▸ **WHAT IS REQUIRED**: Could you please repeat the data below word for word?

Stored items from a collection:

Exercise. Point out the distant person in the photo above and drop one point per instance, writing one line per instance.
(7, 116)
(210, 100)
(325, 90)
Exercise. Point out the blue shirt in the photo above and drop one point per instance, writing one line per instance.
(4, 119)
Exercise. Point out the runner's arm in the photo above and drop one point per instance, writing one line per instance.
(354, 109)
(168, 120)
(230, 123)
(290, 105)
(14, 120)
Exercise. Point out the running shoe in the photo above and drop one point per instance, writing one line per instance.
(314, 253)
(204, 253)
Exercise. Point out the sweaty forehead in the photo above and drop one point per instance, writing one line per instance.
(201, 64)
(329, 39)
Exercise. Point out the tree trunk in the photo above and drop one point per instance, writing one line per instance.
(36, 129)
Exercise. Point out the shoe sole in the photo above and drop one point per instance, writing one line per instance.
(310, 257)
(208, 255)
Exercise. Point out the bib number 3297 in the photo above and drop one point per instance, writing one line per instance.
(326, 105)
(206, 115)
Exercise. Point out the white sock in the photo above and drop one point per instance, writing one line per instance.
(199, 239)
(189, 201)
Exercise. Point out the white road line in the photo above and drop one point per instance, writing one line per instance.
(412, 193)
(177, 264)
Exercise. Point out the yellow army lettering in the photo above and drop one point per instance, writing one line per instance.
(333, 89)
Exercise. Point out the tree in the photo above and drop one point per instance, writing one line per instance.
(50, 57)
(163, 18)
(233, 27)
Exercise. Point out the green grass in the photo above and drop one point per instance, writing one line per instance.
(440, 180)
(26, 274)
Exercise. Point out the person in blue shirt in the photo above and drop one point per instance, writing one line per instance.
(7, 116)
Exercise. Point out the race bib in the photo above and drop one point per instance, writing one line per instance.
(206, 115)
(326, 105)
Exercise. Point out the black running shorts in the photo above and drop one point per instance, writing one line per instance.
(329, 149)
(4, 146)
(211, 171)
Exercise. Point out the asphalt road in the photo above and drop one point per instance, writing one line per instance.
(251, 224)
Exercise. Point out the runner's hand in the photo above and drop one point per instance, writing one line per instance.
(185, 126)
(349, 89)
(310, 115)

▸ **TASK ANSWER**:
Exercise. Point out the distant person in the photo above and drop one point per instance, writing one line per instance.
(7, 116)
(210, 100)
(325, 90)
Exercise. Point out the blue shirt in the photo above and drop one point per instance, writing one line per instance.
(4, 119)
Exercise. Point out the runner's arm in the photo above and drop one point per instance, writing one line per instance.
(354, 109)
(168, 120)
(230, 123)
(290, 105)
(14, 120)
Exercise. Point out the running shoe in the photo above and drop one point per instance, writing one line per instance.
(314, 253)
(204, 253)
Exercise. Point out the sweaty forehead in the photo above and drop one point per instance, writing one line per instance.
(201, 64)
(329, 39)
Exercise. Point out the tree trunk in the photo above and drop one point per instance, writing one line per instance.
(36, 129)
Exercise. Point out the shoe sole in the photo above and drop one point per instance, writing one line per instance.
(310, 257)
(208, 255)
Exercise. Point out the bib number 3297 in the photo above and drop one point per instance, writing one line per instance.
(326, 105)
(206, 115)
Exercise. Point out the white sock in the photo above and drop one point per instance, writing one line per instance.
(199, 239)
(189, 201)
Exercise. Point out the white road line in the photo above and drop one point per instance, writing one line per instance.
(412, 193)
(177, 264)
Exercise. Point out the yellow army lettering in the photo above and drop one point per instance, writing one line per instance.
(333, 89)
Exercise. Point out the tree in the photo above and drop one point per instance, writing one line per instance.
(50, 57)
(163, 18)
(233, 27)
Exercise. Point out the green grass in the photo above and drop one point per instance, writing one line per instance.
(440, 180)
(26, 274)
Exercise. Point out the person in blue shirt in the photo above and drop one point per instance, writing one line per instance.
(7, 116)
Exercise. Point out the race bib in the photo above and drop one point per instance, writing one line per instance.
(206, 115)
(326, 105)
Exercise. Point out the black running shorts in the photo above and drop one point per instance, writing one line per instance.
(329, 149)
(4, 146)
(211, 171)
Exercise. Point out the asphalt road in the photo above and drop one point per instance, writing one line per instance.
(251, 224)
Exercise. Point out the runner's hand in the photo above and drop one point per instance, writing one line per instance.
(185, 126)
(349, 89)
(310, 115)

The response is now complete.